Rewrite the lines below as a JSON list of strings, one string per line, skipping blank lines and leaving out the pictures.

━━━━━ Material provided

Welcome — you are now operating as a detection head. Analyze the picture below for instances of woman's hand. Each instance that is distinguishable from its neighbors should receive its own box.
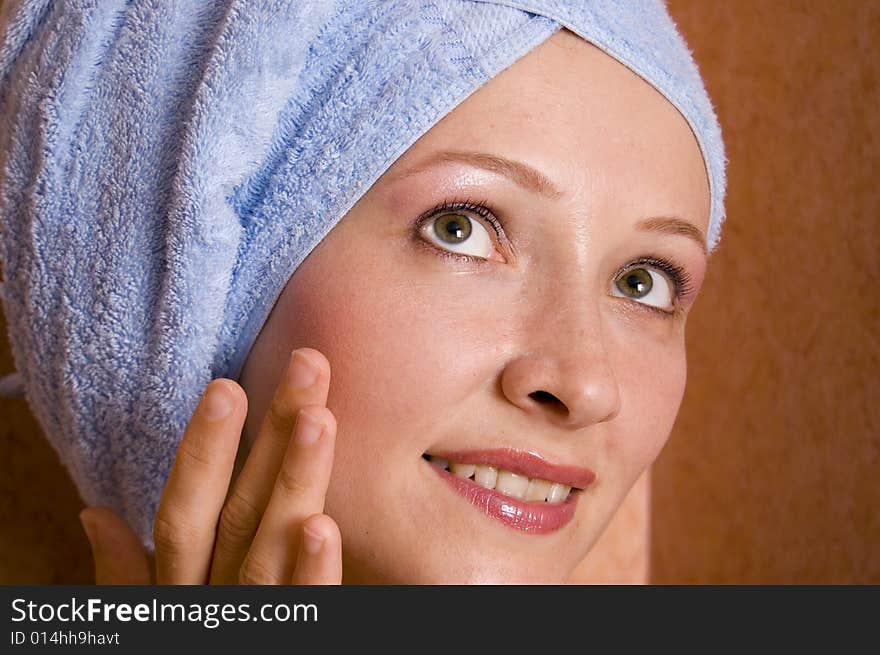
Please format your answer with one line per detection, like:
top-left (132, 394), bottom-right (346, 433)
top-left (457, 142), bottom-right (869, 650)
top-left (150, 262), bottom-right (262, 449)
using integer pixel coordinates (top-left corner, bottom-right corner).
top-left (80, 348), bottom-right (342, 584)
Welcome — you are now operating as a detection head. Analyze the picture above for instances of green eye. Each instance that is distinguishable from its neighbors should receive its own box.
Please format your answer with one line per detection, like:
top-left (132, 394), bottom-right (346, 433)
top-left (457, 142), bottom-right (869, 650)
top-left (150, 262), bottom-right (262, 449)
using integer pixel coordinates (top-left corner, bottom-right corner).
top-left (611, 264), bottom-right (675, 311)
top-left (421, 211), bottom-right (495, 259)
top-left (617, 268), bottom-right (654, 298)
top-left (434, 214), bottom-right (472, 245)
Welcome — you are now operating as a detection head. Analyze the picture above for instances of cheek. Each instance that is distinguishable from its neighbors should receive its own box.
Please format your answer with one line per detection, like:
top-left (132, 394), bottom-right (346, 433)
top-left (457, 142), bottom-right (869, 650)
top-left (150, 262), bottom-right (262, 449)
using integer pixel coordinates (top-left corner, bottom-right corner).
top-left (281, 243), bottom-right (493, 500)
top-left (609, 338), bottom-right (687, 483)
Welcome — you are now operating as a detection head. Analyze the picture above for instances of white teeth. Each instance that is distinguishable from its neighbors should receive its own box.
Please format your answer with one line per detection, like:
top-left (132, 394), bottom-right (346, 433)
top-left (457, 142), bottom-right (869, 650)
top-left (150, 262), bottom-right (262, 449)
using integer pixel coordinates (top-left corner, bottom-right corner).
top-left (426, 455), bottom-right (571, 505)
top-left (474, 464), bottom-right (498, 489)
top-left (547, 482), bottom-right (571, 505)
top-left (431, 457), bottom-right (449, 469)
top-left (526, 478), bottom-right (553, 500)
top-left (452, 463), bottom-right (477, 478)
top-left (495, 471), bottom-right (529, 500)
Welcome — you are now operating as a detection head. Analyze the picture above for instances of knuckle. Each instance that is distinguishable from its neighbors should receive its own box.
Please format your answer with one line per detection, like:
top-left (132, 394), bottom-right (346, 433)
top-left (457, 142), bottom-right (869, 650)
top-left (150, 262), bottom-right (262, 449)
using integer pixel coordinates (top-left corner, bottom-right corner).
top-left (266, 398), bottom-right (295, 438)
top-left (153, 513), bottom-right (198, 556)
top-left (277, 468), bottom-right (311, 498)
top-left (238, 555), bottom-right (277, 585)
top-left (219, 492), bottom-right (260, 543)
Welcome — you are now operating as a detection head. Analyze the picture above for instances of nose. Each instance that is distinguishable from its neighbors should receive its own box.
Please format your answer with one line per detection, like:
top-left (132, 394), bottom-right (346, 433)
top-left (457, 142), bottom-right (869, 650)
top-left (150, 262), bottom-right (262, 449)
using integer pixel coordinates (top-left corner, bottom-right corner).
top-left (501, 303), bottom-right (620, 430)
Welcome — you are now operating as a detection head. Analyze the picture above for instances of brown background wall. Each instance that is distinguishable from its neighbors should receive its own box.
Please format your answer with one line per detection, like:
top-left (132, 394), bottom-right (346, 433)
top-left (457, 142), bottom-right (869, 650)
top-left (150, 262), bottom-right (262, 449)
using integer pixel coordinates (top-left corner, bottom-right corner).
top-left (0, 0), bottom-right (880, 584)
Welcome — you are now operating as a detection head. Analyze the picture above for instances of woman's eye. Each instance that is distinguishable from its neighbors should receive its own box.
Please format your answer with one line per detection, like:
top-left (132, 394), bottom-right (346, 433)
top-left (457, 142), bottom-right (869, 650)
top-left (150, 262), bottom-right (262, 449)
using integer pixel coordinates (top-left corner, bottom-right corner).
top-left (611, 266), bottom-right (675, 311)
top-left (422, 212), bottom-right (495, 259)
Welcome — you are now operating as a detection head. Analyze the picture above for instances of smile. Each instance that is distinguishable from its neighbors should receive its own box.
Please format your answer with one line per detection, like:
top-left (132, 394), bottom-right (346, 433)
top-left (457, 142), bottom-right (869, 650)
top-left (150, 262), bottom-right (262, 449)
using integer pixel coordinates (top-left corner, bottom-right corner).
top-left (423, 449), bottom-right (595, 534)
top-left (426, 455), bottom-right (572, 505)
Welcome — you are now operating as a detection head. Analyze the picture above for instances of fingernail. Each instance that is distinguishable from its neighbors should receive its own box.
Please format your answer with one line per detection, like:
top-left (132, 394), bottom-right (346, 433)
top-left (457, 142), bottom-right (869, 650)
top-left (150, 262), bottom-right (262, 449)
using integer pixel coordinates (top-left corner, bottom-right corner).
top-left (294, 411), bottom-right (321, 446)
top-left (288, 350), bottom-right (318, 389)
top-left (303, 526), bottom-right (324, 555)
top-left (204, 383), bottom-right (232, 421)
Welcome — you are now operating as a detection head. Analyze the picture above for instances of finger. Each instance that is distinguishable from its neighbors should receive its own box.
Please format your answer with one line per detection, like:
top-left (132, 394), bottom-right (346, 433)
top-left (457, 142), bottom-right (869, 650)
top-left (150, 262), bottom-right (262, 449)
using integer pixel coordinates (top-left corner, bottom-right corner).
top-left (79, 507), bottom-right (150, 585)
top-left (292, 514), bottom-right (342, 585)
top-left (153, 378), bottom-right (247, 584)
top-left (239, 405), bottom-right (336, 584)
top-left (211, 348), bottom-right (330, 584)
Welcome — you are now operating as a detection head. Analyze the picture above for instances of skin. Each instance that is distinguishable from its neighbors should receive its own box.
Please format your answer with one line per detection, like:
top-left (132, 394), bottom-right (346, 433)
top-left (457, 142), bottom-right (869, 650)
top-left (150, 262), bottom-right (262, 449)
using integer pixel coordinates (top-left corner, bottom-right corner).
top-left (83, 30), bottom-right (709, 584)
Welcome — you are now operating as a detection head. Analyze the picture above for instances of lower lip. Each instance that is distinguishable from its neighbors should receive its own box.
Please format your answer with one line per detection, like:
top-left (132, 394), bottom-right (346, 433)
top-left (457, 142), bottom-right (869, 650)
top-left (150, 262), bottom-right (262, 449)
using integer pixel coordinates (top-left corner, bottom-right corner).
top-left (431, 466), bottom-right (580, 534)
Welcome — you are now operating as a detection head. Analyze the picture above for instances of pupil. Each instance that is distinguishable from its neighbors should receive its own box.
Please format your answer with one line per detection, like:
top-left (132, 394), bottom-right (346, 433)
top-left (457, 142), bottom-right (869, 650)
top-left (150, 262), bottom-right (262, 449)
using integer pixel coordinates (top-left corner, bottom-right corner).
top-left (626, 269), bottom-right (653, 297)
top-left (437, 214), bottom-right (471, 243)
top-left (446, 221), bottom-right (464, 239)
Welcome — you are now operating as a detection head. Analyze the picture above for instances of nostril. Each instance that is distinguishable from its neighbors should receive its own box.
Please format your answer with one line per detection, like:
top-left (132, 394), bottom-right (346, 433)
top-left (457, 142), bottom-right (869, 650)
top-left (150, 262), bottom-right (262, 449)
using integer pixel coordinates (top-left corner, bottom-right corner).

━━━━━━━━━━

Full answer »
[
  "Welcome — you are now operating as a detection head. Analyze the picture below for instances of woman's hand. Each instance that is distinguishable from its neighbors should receive its own box.",
  "Please format your answer with one line per detection, like:",
  "top-left (132, 394), bottom-right (346, 433)",
  "top-left (457, 142), bottom-right (869, 650)",
  "top-left (150, 262), bottom-right (262, 449)",
  "using integer pixel coordinates (top-left corner, bottom-right corner).",
  "top-left (80, 348), bottom-right (342, 584)",
  "Welcome — you are now operating as a detection head. Analyze the picture above for instances of green eye. Each instance that is distinguishable from its neighbors should receive its own box.",
  "Please format your answer with one line per detection, like:",
  "top-left (132, 394), bottom-right (346, 433)",
  "top-left (457, 142), bottom-right (869, 650)",
  "top-left (150, 262), bottom-right (262, 449)",
  "using integer pixel coordinates (top-left corner, bottom-right corner).",
  "top-left (611, 264), bottom-right (675, 311)",
  "top-left (421, 211), bottom-right (495, 259)",
  "top-left (617, 268), bottom-right (654, 298)",
  "top-left (434, 214), bottom-right (472, 245)",
  "Welcome — you are now operating as a detection head. Analyze the picture above for instances of cheek. Each instance that is distinguishable from its neighbors should receive its own box.",
  "Please format your answer with one line per detection, like:",
  "top-left (132, 394), bottom-right (346, 433)",
  "top-left (457, 142), bottom-right (869, 650)",
  "top-left (150, 262), bottom-right (262, 449)",
  "using integer pixel coordinates (top-left corner, bottom-right corner).",
  "top-left (281, 243), bottom-right (493, 500)",
  "top-left (609, 338), bottom-right (687, 483)",
  "Welcome — you are now operating as a detection head. Analyze the picture above for instances of white teeth. Each instance that is distinguishable from its neighbors should receive its own box.",
  "Please format your answer with one line per detection, like:",
  "top-left (132, 394), bottom-right (346, 433)",
  "top-left (457, 142), bottom-right (869, 650)",
  "top-left (150, 262), bottom-right (262, 449)",
  "using integer pixel coordinates (top-left corner, bottom-right corner).",
  "top-left (426, 455), bottom-right (571, 505)",
  "top-left (474, 464), bottom-right (498, 489)",
  "top-left (547, 482), bottom-right (571, 505)",
  "top-left (431, 457), bottom-right (449, 469)",
  "top-left (526, 478), bottom-right (553, 500)",
  "top-left (452, 463), bottom-right (477, 478)",
  "top-left (495, 471), bottom-right (529, 500)",
  "Welcome — you are now operating as a detection head. Analyze the picture above for instances of knuckle. Each instance that is distinguishable from its neighbors should receive its own box.",
  "Please format your answer with one line per detection, like:",
  "top-left (132, 394), bottom-right (346, 433)",
  "top-left (457, 142), bottom-right (869, 650)",
  "top-left (150, 262), bottom-right (262, 449)",
  "using integer pixel coordinates (top-left corner, bottom-right corner).",
  "top-left (266, 398), bottom-right (295, 438)",
  "top-left (153, 513), bottom-right (198, 556)",
  "top-left (277, 468), bottom-right (311, 498)",
  "top-left (238, 555), bottom-right (277, 585)",
  "top-left (219, 492), bottom-right (260, 543)",
  "Welcome — you are now operating as a detection head. Analyze the picture above for instances of nose. Each instance that is distinguishable from its neighbors should receive its own box.",
  "Please format your answer with one line per detection, like:",
  "top-left (132, 394), bottom-right (346, 433)",
  "top-left (457, 142), bottom-right (869, 650)",
  "top-left (150, 262), bottom-right (262, 449)",
  "using integer pixel coordinates (top-left corner, bottom-right corner).",
  "top-left (501, 303), bottom-right (620, 430)",
  "Welcome — you are now operating as a detection head. Analyze the picture above for instances of brown background wall. Each instance that is distinguishable from its neighbors should receive its own box.",
  "Please format your answer with one line per detection, like:",
  "top-left (132, 394), bottom-right (346, 433)",
  "top-left (457, 142), bottom-right (869, 650)",
  "top-left (150, 262), bottom-right (262, 449)",
  "using integer pixel coordinates (top-left corner, bottom-right corner).",
  "top-left (0, 0), bottom-right (880, 584)",
  "Welcome — you are now operating as a detection head. Analyze the picture above for instances of woman's eye. Each instance that is distinguishable from its neighbors should receive its own box.",
  "Please format your answer with one line per detection, like:",
  "top-left (132, 394), bottom-right (346, 433)",
  "top-left (457, 142), bottom-right (869, 650)",
  "top-left (150, 262), bottom-right (262, 449)",
  "using integer pixel coordinates (top-left corner, bottom-right corner).",
  "top-left (611, 266), bottom-right (675, 311)",
  "top-left (422, 212), bottom-right (495, 259)",
  "Welcome — you are now operating as a detection head. Analyze the picture above for instances of smile. Each instance that is distinguishable from its neighbors should receive its own box.",
  "Please format your answer with one line per detection, like:",
  "top-left (132, 394), bottom-right (346, 433)",
  "top-left (457, 142), bottom-right (869, 650)",
  "top-left (150, 262), bottom-right (262, 449)",
  "using integer pixel coordinates (top-left corner, bottom-right corner).",
  "top-left (423, 449), bottom-right (595, 534)",
  "top-left (426, 455), bottom-right (572, 505)",
  "Welcome — you are now operating as a detection head. Analyze the picture above for instances of fingernail. Each instance that is distinguishable from its neighbors should receive its own box.",
  "Please format your answer with one line per detection, like:",
  "top-left (132, 394), bottom-right (346, 433)",
  "top-left (457, 142), bottom-right (869, 650)",
  "top-left (150, 262), bottom-right (262, 449)",
  "using integer pixel coordinates (top-left corner, bottom-right corner).",
  "top-left (294, 411), bottom-right (321, 446)",
  "top-left (288, 350), bottom-right (318, 389)",
  "top-left (303, 526), bottom-right (324, 555)",
  "top-left (204, 383), bottom-right (232, 421)",
  "Welcome — you are now operating as a detection head. Analyze the picture above for instances of finger. Each instance that is distinguishable from its neighbors should receive its own box.",
  "Please format your answer with one line per detection, like:",
  "top-left (132, 394), bottom-right (346, 433)",
  "top-left (457, 142), bottom-right (869, 650)",
  "top-left (150, 262), bottom-right (262, 449)",
  "using integer pixel coordinates (top-left corner, bottom-right corner).",
  "top-left (79, 507), bottom-right (150, 585)",
  "top-left (292, 514), bottom-right (342, 585)",
  "top-left (153, 378), bottom-right (247, 584)",
  "top-left (239, 405), bottom-right (336, 584)",
  "top-left (211, 348), bottom-right (330, 584)",
  "Welcome — you are now operating as a detection head. Analyze the picture above for instances of skin. Each instance that is distinguishable from its neighbors should receive its own box.",
  "Please format your answer with one line per detection, like:",
  "top-left (132, 394), bottom-right (346, 433)",
  "top-left (457, 142), bottom-right (869, 650)",
  "top-left (150, 262), bottom-right (262, 449)",
  "using integer pixel coordinates (top-left corner, bottom-right corner).",
  "top-left (83, 30), bottom-right (709, 584)",
  "Welcome — you are now operating as a detection head. Analyze the picture above for instances of lower lip. Each instance that is distinguishable from its neighbors should receive its own box.",
  "Please format your answer with one line per detection, like:",
  "top-left (132, 394), bottom-right (346, 433)",
  "top-left (457, 142), bottom-right (869, 650)",
  "top-left (150, 262), bottom-right (262, 449)",
  "using integer pixel coordinates (top-left corner, bottom-right corner).",
  "top-left (431, 466), bottom-right (580, 534)",
  "Welcome — you are now operating as a detection head. Analyze the picture above for instances of pupil. Each instance that is distinguishable from its neighbors should receive its own box.",
  "Please format your answer with one line per detection, like:",
  "top-left (132, 394), bottom-right (346, 433)",
  "top-left (457, 142), bottom-right (869, 650)",
  "top-left (150, 262), bottom-right (262, 449)",
  "using integer pixel coordinates (top-left corner, bottom-right corner).",
  "top-left (626, 269), bottom-right (653, 297)",
  "top-left (437, 214), bottom-right (471, 243)",
  "top-left (446, 221), bottom-right (464, 239)",
  "Welcome — you are now operating as a detection head. Analyze the picture above for instances of nostril. Each instance that is distinguishable from its neighbors should receive its own box.",
  "Please format your answer with one line per detection, like:",
  "top-left (132, 394), bottom-right (346, 433)",
  "top-left (457, 142), bottom-right (869, 650)",
  "top-left (150, 262), bottom-right (262, 449)",
  "using integer pixel coordinates (top-left corner, bottom-right corner)."
]